INPUT RECORDS:

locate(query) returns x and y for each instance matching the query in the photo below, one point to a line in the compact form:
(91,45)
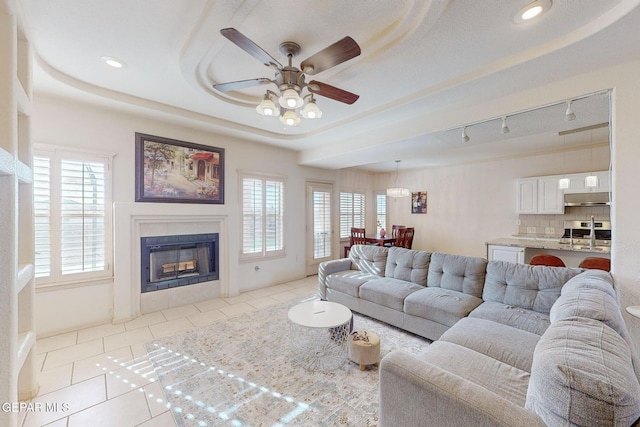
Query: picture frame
(419,202)
(172,171)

PROBLEM DETAILS: Replicate the material above verbatim; images stay out of the copy.

ANSWER TO THIS TASK:
locate(query) returns x and y for each instance matching the query in the photo below, one point to a line in the compact form:
(91,45)
Query: picture frame
(419,202)
(172,171)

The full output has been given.